Exercise instructions
Only the lines from the first line of the records through the line containing "Target: tripadvisor logo" belong in the answer. Copy them exactly.

Point localization data:
○ ○ ○ ○

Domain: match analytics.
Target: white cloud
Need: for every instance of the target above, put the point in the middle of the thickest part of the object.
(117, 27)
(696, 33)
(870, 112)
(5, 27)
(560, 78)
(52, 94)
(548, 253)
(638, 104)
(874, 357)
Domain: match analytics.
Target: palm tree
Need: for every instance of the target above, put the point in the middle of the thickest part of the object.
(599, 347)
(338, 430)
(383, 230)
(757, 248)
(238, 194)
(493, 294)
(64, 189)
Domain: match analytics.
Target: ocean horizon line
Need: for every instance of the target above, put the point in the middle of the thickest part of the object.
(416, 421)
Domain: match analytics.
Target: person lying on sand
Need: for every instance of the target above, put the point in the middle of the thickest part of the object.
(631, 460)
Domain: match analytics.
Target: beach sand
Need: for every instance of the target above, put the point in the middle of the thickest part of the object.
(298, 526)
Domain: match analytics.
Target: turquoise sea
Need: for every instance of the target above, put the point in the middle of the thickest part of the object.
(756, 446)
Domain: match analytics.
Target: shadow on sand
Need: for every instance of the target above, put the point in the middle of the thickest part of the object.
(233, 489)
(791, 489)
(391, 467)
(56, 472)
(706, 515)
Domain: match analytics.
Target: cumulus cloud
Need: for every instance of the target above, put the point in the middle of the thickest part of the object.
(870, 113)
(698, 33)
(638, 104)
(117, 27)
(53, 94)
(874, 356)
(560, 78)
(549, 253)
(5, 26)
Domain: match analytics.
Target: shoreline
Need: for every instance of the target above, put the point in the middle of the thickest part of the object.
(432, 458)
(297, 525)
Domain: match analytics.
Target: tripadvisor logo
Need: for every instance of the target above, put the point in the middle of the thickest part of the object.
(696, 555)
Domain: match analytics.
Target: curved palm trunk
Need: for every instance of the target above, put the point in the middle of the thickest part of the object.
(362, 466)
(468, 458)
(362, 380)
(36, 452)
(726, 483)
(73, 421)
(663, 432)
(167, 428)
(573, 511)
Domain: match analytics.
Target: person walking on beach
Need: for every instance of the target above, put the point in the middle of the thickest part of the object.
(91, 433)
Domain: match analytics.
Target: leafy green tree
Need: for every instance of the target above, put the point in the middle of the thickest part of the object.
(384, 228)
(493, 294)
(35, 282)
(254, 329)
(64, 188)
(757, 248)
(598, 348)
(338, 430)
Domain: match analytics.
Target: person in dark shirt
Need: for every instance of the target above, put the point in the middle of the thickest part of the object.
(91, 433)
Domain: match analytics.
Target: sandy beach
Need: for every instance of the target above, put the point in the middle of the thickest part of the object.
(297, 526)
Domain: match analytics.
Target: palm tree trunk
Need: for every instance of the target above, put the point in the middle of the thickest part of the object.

○ ○ ○ ○

Answer
Domain: match analytics.
Target: white cloud
Need: for every instance of the target above, put the point in the middle of the thickest part of the object.
(117, 27)
(696, 33)
(870, 112)
(5, 27)
(560, 78)
(52, 94)
(548, 253)
(638, 104)
(874, 357)
Domain: match analytics.
Target: palm tree
Need: for every instance of the target above, put the point in the middle of the thickest part of the object.
(599, 347)
(338, 430)
(383, 230)
(757, 248)
(238, 194)
(493, 294)
(64, 189)
Domain: match analytics.
Target: ocean horizon line
Need: for every instance of the target above, put the point in the middle of the thickest part of the object.
(416, 421)
Domain: match analytics.
Target: person lying on sand
Need: for every instance of the target above, put the point in the middle of the thickest part of the object.
(631, 460)
Domain: match analytics.
Target: beach sand
Need: for every instance of the target above, put the point in the middle of the thickest part of the object.
(298, 526)
Domain: match analytics.
Target: turquoise sea
Need: for every instance of the target above, put the point in the middle of the thickest part of the object.
(756, 446)
Domain: match analytics.
Target: shadow on sand
Need: for every instance of the target above, put the point in the middle of the thickest part of the object.
(233, 489)
(791, 489)
(391, 467)
(56, 472)
(706, 515)
Domain: match analytics.
Target: cumulus cloud
Need: for every instance of the target above, put the point in the middle of the thickest part of the object.
(870, 113)
(698, 33)
(638, 104)
(117, 27)
(53, 94)
(874, 356)
(560, 78)
(549, 253)
(5, 26)
Domain: match analytics.
Target: shoreline
Need: for every instance of the target above, put the point in the middle of the thickest part of the object.
(432, 458)
(297, 525)
Domain: match analytics.
Target: tripadvisor logo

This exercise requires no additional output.